-- Data for processing follows --

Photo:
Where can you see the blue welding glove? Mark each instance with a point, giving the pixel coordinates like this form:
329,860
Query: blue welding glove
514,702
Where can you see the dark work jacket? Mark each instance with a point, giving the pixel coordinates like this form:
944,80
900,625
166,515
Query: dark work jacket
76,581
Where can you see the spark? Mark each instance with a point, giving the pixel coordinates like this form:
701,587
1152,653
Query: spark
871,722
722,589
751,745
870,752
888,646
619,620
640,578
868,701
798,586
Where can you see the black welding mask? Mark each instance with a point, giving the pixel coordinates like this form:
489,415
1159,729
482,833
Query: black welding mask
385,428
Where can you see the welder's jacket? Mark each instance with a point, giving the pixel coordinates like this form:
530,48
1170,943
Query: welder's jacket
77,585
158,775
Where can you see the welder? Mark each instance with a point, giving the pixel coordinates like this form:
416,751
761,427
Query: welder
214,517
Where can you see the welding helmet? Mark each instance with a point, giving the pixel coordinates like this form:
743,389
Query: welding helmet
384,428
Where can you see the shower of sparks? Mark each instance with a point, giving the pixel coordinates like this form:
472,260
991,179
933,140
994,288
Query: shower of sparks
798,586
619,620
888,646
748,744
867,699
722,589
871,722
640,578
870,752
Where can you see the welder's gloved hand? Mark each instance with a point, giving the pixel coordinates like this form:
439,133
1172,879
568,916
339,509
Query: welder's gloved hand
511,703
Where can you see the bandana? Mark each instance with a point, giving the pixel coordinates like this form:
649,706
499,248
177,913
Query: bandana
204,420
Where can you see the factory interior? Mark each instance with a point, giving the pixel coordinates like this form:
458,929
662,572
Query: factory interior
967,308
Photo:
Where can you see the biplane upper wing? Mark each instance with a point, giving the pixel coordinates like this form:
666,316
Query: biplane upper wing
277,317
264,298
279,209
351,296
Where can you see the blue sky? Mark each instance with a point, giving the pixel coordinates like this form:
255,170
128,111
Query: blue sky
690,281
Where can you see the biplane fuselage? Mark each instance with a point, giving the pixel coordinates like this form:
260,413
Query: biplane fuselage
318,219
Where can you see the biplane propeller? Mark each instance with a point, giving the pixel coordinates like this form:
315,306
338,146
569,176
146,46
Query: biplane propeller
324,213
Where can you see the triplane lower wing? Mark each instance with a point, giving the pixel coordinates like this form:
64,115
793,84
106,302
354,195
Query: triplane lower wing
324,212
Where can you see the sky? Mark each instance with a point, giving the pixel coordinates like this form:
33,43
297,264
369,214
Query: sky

-- Data for processing concluded --

From the first line to the last, reproduce the data exactly.

Photo:
Where can you see the blue welding glove? Mark each instance with a point, giving the pixel coordinates like this form:
329,860
Query: blue welding glove
514,702
Where can you see the dark work jacket? Mark each instance with a point, giving the pixel coordinates like this form:
944,80
900,625
166,515
Query: dark work jacket
76,581
Where can you see the spark? Mark each instance with a point, giving the pixel coordinates like this form:
701,587
1152,653
Query: spark
871,722
722,589
751,745
870,752
888,646
619,620
640,578
868,701
798,586
Where can you see the black welding mask? Mark each instance with a point, giving the pixel coordinates like this form:
489,415
1159,729
482,833
Query: black welding mask
385,428
Where can you see the welder's jacket? Mark each instance with a point, giving the pixel coordinates like this form:
530,48
1170,943
Query: welder's jacket
77,585
158,775
Where can you see the welder? Mark each instance with a point, giving the pixel coordinates like this form:
416,751
761,427
Query: welder
214,517
Where can you see the welding helmet? Mark each instance with a point, giving the pixel coordinates like this form:
743,389
Query: welding helmet
384,428
Where can you see the shower of sparks? Mark each instance with a point, giving the pixel coordinates like this form:
472,260
991,179
933,140
994,288
Query: shower of sparks
798,586
619,620
888,646
748,744
867,699
722,589
871,722
640,578
870,752
Where can you see the welder's gloved hand? Mark each instance with a point, giving the pixel coordinates like this form:
439,133
1172,879
568,916
339,509
Query: welder's gloved hand
511,703
Where can you see the bandana? Mark each instance with a point, giving the pixel coordinates like this form:
649,706
499,248
177,913
Query: bandana
204,420
Where can you see the factory interior? Mark each instance with a point, giving the pixel coordinates like this form:
458,929
662,572
Query: factory interior
967,308
Photo:
Where can you see the biplane upper wing? Mark each instance with a point, giving the pixel coordinates like this form:
666,316
Query: biplane upper wing
277,317
264,298
279,209
351,296
Where can you see the blue sky? Mark each instance with a point, giving the pixel coordinates like this form:
255,170
128,111
Query: blue sky
690,281
Where can you see the biplane fuselage? Mark each instance with a point, giving the pixel coordinates like this form:
260,413
Query: biplane fuselage
318,219
Where can you see the biplane propeller? Mark each instance with a point, giving the pixel coordinates like this form:
315,306
338,146
569,176
146,46
Query: biplane propeller
324,213
Where can you see the triplane lower wing? Mark each instance with a point, giving the pixel coordinates like this form:
64,115
793,84
106,302
354,195
Query: triplane lower wing
324,212
Where can you see the sky? Mark each instance with a point, giving the pixel coordinates like this form:
33,43
297,264
369,214
Query: sky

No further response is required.